▶ **Problem**
Arrange the lines of the entries below as a JSON list of strings, one string per line, with blank lines left out.

-- Begin Provided records --

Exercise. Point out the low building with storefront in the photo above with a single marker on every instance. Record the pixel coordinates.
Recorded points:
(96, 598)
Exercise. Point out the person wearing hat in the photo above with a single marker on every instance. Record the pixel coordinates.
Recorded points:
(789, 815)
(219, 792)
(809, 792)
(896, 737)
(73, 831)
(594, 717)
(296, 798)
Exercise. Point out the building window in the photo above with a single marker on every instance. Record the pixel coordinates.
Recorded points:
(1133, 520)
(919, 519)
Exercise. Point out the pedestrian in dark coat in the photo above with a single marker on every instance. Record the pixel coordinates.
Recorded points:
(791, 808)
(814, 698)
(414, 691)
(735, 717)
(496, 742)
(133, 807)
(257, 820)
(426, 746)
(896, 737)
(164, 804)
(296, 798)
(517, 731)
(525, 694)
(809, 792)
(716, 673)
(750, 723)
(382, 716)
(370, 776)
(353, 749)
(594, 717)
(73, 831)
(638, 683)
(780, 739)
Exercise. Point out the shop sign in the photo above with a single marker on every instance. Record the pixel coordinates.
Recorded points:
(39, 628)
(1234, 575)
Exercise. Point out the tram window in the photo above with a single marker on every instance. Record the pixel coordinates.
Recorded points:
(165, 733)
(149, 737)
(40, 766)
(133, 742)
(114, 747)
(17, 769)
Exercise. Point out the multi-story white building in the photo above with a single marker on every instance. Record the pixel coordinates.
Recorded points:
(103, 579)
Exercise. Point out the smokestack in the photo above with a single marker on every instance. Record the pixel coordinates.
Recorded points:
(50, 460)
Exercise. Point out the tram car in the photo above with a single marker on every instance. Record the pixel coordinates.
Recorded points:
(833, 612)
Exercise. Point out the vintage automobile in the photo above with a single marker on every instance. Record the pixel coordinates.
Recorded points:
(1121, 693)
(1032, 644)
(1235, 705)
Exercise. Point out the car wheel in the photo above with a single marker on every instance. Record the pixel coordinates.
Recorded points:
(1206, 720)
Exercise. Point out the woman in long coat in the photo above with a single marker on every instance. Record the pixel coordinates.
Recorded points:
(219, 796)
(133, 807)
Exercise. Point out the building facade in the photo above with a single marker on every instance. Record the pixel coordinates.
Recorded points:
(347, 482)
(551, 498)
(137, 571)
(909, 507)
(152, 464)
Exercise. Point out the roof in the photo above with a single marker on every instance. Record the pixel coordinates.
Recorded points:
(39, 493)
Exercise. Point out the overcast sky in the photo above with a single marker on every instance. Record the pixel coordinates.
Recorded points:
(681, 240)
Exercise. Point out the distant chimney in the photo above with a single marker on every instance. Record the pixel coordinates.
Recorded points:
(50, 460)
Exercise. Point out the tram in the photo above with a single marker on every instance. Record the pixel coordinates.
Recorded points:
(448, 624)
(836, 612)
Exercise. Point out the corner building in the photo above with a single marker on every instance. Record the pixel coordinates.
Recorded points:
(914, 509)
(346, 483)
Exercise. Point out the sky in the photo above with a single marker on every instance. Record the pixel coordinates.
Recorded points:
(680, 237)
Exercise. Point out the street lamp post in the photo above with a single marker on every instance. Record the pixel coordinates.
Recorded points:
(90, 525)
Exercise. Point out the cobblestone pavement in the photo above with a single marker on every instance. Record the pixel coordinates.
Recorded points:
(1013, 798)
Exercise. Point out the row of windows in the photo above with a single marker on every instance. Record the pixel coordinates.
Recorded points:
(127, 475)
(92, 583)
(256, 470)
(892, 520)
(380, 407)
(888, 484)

-- End Provided records --

▶ **Result**
[
  "Exercise. Point out the low building with storefront in the photo above with a single marker on every instance. Record the pixel coordinates.",
  "Recorded points:",
  "(96, 598)",
  "Exercise. Point out the person wearing hat in the photo above with a single marker on every instance. Record the pixel coordinates.",
  "Recorded points:",
  "(789, 815)",
  "(219, 792)",
  "(809, 792)",
  "(896, 737)",
  "(73, 831)",
  "(594, 717)",
  "(296, 798)",
  "Exercise. Point out the building window in the photo above with a single marker on every instance. Record the pixel coordinates.",
  "Recorded points:",
  "(1133, 520)",
  "(919, 519)",
  "Exercise. Point out the pedestrian in dark coat in the photo above with a single marker on every instance. Record the pixel coordinates.",
  "Recorded points:",
  "(791, 808)",
  "(814, 698)",
  "(414, 691)",
  "(735, 717)",
  "(496, 742)",
  "(133, 807)",
  "(257, 820)",
  "(426, 746)",
  "(896, 737)",
  "(164, 804)",
  "(296, 798)",
  "(517, 731)",
  "(525, 694)",
  "(809, 792)",
  "(716, 673)",
  "(750, 723)",
  "(382, 716)",
  "(370, 776)",
  "(353, 749)",
  "(594, 717)",
  "(73, 831)",
  "(638, 683)",
  "(780, 739)",
  "Exercise. Point out the shop sign in the photo above with a single marker on every instance. Record the pixel coordinates.",
  "Recorded points:",
  "(39, 628)",
  "(1234, 575)",
  "Exercise. Point out the tram window in the photo above with a single marker on every instance. Record the pixel coordinates.",
  "Recorded points:",
  "(165, 733)",
  "(149, 737)",
  "(40, 766)",
  "(133, 742)",
  "(114, 747)",
  "(17, 769)",
  "Exercise. Point out the multi-story white building in the photo above with a single marker on every instance. Record the pixel coordinates.",
  "Recorded points:",
  "(103, 579)",
  "Exercise. Point out the smokestack in the photo above with a single marker on every instance. Record the pixel coordinates.",
  "Recorded points:",
  "(50, 460)",
  "Exercise. Point out the tram car in the photo above with a single marker on every instance. Record the pixel coordinates.",
  "Recorded points:",
  "(833, 612)",
  "Exercise. Point out the vintage automobile in the photo above with a single marker on every instance. Record the pixel coordinates.",
  "Recorded points:",
  "(1121, 693)",
  "(1032, 644)",
  "(1235, 705)",
  "Exercise. Point out the car wheel in the photo above with a single marker on every instance. Record the pixel coordinates.",
  "Recorded points:",
  "(1206, 720)",
  "Exercise. Point out the woman in long coat in the photo above with a single marker on every instance. Record the pixel coordinates.",
  "Recorded points:",
  "(219, 796)",
  "(133, 807)",
  "Exercise. Point out the building facade in the photo above with a single marker on every instance. Record the pixel coordinates.",
  "Recorded points:",
  "(347, 482)",
  "(551, 498)",
  "(137, 571)",
  "(909, 507)",
  "(152, 464)",
  "Exercise. Point out the roof in the photo above with a single marker on every instance. Record the pixel coordinates.",
  "Recorded points:",
  "(39, 493)",
  "Exercise. Point out the overcast sky in the photo above with a single marker on every instance. Record the pixel coordinates.",
  "Recorded points:",
  "(681, 240)",
  "Exercise. Point out the distant chimney in the photo above with a single marker on every instance. Record the pixel coordinates.",
  "Recorded points:",
  "(50, 460)",
  "Exercise. Point out the tram in the photo above with a single marker on every instance. Record the pixel coordinates.",
  "Recorded points:",
  "(448, 624)",
  "(836, 612)",
  "Exercise. Point out the corner building in the photo above with a single marker on every instance. Record the pixel coordinates.",
  "Recorded points:",
  "(914, 509)",
  "(346, 483)",
  "Exercise. Point out the sky in the photo above with a single marker on every instance. Record the pixel coordinates.",
  "Recorded points:",
  "(680, 237)",
  "Exercise. Point out the street lamp post in the photo above with a single marker on every instance. Record the pixel coordinates.",
  "Recorded points:",
  "(90, 525)",
  "Exercise. Point out the cobblestone pavement in the photo above with a single marker on every instance. Record the pixel coordinates.",
  "Recorded points:",
  "(1013, 798)",
  "Exercise. Point out the row of windows in the photo above with a single marker on every instance. Record the pixel coordinates.",
  "Recorded points:",
  "(127, 475)",
  "(92, 583)",
  "(256, 470)",
  "(892, 520)",
  "(380, 407)",
  "(888, 484)"
]